→ **Exercise description**: The records are to be copied in their entirety, exactly as given.

→ **Source information**:
======

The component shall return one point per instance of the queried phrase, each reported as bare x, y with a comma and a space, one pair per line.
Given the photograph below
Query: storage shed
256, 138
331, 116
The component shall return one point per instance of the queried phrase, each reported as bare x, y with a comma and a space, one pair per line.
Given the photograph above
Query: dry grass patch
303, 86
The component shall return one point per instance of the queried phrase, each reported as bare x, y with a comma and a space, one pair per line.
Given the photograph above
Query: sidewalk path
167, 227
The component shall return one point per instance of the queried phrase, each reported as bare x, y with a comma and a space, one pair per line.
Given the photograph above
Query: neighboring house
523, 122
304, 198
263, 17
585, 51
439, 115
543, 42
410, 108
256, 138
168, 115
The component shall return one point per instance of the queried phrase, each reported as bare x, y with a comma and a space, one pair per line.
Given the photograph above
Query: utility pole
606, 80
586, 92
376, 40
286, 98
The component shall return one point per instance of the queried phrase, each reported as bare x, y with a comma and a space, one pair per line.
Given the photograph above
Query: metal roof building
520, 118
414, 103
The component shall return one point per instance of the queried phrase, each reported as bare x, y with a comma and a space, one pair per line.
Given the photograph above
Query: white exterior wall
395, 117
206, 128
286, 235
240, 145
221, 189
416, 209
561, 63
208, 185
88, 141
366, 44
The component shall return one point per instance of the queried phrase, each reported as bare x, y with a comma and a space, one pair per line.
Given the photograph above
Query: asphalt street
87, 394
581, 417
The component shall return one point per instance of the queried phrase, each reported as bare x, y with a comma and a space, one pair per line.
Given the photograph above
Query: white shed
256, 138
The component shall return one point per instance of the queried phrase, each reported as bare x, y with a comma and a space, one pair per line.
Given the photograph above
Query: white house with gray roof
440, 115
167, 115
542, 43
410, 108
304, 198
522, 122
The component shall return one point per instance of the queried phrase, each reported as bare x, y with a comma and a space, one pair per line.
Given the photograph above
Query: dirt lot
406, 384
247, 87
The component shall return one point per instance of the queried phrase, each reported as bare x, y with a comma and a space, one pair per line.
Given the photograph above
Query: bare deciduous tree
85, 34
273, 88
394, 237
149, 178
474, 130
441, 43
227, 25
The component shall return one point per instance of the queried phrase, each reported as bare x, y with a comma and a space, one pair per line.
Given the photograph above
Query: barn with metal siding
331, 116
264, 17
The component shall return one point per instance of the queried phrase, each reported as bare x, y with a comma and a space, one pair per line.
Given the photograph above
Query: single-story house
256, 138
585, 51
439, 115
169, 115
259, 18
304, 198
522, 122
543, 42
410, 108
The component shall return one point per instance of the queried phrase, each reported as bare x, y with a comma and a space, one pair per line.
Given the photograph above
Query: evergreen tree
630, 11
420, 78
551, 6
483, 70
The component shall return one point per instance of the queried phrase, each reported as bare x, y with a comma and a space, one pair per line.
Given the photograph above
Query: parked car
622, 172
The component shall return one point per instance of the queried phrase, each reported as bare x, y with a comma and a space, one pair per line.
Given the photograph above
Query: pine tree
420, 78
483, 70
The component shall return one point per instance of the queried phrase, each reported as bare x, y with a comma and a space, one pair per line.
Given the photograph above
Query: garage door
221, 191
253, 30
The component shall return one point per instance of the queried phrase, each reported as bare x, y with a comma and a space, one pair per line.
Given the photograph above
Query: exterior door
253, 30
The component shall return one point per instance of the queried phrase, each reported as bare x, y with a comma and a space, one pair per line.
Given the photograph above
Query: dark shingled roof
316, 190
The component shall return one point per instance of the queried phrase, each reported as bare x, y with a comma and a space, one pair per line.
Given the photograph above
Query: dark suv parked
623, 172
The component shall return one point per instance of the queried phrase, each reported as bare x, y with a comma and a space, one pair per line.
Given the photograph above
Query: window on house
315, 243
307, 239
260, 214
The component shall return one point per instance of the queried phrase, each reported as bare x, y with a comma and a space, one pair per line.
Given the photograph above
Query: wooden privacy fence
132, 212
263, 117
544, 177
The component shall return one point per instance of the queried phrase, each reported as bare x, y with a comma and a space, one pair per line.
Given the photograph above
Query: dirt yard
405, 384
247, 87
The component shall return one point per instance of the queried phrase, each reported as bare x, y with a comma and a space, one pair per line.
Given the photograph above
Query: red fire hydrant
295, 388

======

→ **Exercise solution**:
The component shall return one point per instance of the queried phrase, each reported as bare x, y with a comma and a space, one pair per line.
Given the photograph below
Query: storage shed
256, 138
331, 116
The component shall return one point per instance of the queried phrase, each reported as bare x, y with a comma and a space, one pair per line.
Given the photograph above
Query: dry grass patch
303, 86
The component shall return one point per instance of the queried phrase, each reported as bare x, y with a comma and a space, one pair per line.
Given the photograph above
Query: sidewalk path
167, 227
The component shall return one point per instance of the queried phrase, each reported as bare x, y with a comma and a space, one pair per line.
Given the photograph above
Query: neighboring house
523, 122
304, 198
263, 17
585, 51
439, 115
543, 42
410, 108
256, 138
168, 115
The component shall return one point per instance of the queried phrase, each reported as bare x, y with a comma and a space, one pair per line.
Given the photograph above
Query: utility pole
606, 80
586, 92
376, 40
286, 98
The component shall return one point per instance of the queried phrase, each reported as bare x, y with a comma and a space, one pair per line.
Given the photograph above
Query: metal roof building
520, 118
414, 103
The component shall return one point per instance of the queried phrase, each reported as bare x, y with a comma and a space, one pair per line.
Given the photograph above
Query: white exterior wall
395, 117
206, 128
286, 235
240, 145
221, 189
416, 209
561, 63
208, 185
88, 141
366, 44
The component shall return one point per instance of the queried phrase, each reported as bare x, y with a comma and a space, one pair per line.
Given the photograph above
Query: asphalt street
87, 394
581, 417
The component shall return one point per instance of the queried phrase, each reported as bare x, y with a comma and a space, one pair per line.
Given the photograph above
Query: white shed
256, 138
The component shall return one point per instance of the queried phrase, each reported as bare x, y with a comma and a space, one pair per line.
Given the photograph above
Query: white house with gray roof
440, 115
167, 115
542, 43
410, 108
304, 198
522, 122
The component shall return one point per instance of the queried phrase, each reported as bare x, y with a comma and a space, one pair per line.
Given the photograph above
Query: dirt lot
406, 384
247, 87
The component shall return one point per instance of the queried phrase, each reported as bare x, y with a comma and a space, one pair per line.
Given the photograph above
Query: bare deciduous tree
85, 34
273, 88
394, 237
149, 178
474, 130
441, 43
227, 25
The component shall return one point per instance of the queried phrase, each reported as bare x, y with a comma and a space, one pair per line.
Given the photograph above
Query: barn with metal siding
331, 116
264, 17
The component shall return one point per instance of the queried phrase, each reported as bare x, y with a comma and a space, one pair per line.
Given the photograph above
Query: single-story house
256, 138
585, 51
439, 115
169, 115
259, 18
304, 198
522, 122
543, 42
410, 108
The component shall return one point per instance of the queried phrase, each reported as bare x, y with a comma and a space, one pair per line.
Given the photograph above
Query: evergreen tree
630, 11
420, 78
551, 6
483, 70
The component shall return one point per instance of the queried phrase, each reported as bare x, y with a comma and a space, one pair per line.
Given the photograph above
Query: parked car
622, 172
The component shall return one point per instance of the queried phrase, each reported as bare x, y with a comma and a space, one pair per line.
Given the photograph above
Query: pine tree
420, 78
483, 70
The component shall return one point per instance of the queried phrase, each reported as bare x, y with a comma and a space, one pair per line.
Given the photograph above
Query: garage door
221, 191
253, 30
The component shall return one point per instance of the queried phrase, each reported as bare x, y with a comma and a space, one pair per line.
Given the photograph above
Query: exterior door
253, 30
The component shall return one point per instance of the queried phrase, each reported as bare x, y with a comma and a space, one pair per line.
Given the photograph above
Query: dark shingled roof
316, 190
The component shall return one point per instance of the queried phrase, each reported as bare x, y with a comma and a space, one pair per line.
Given the photograph above
Query: dark suv parked
623, 172
The component shall return one point per instance of the queried phrase, each reported as bare x, y with a comma and a space, one pair per line.
Given the photograph above
Query: window on house
315, 243
307, 239
260, 214
The component shall return one point per instance of the queried phrase, each reported as bare x, y with a comma and a space, one pair per line.
Given the photograph above
Query: wooden privacy fence
132, 212
263, 117
544, 177
The component shall return one point per instance of the queried phrase, each reported as bare x, y with a comma and a space, one pair per line.
Given the photograph above
Query: dirt yard
405, 384
247, 87
The component shall return one point per instance of the queried phrase, each reported as bare x, y with a comma and a space, one pair per line.
Given the photograph above
Query: red fire hydrant
295, 388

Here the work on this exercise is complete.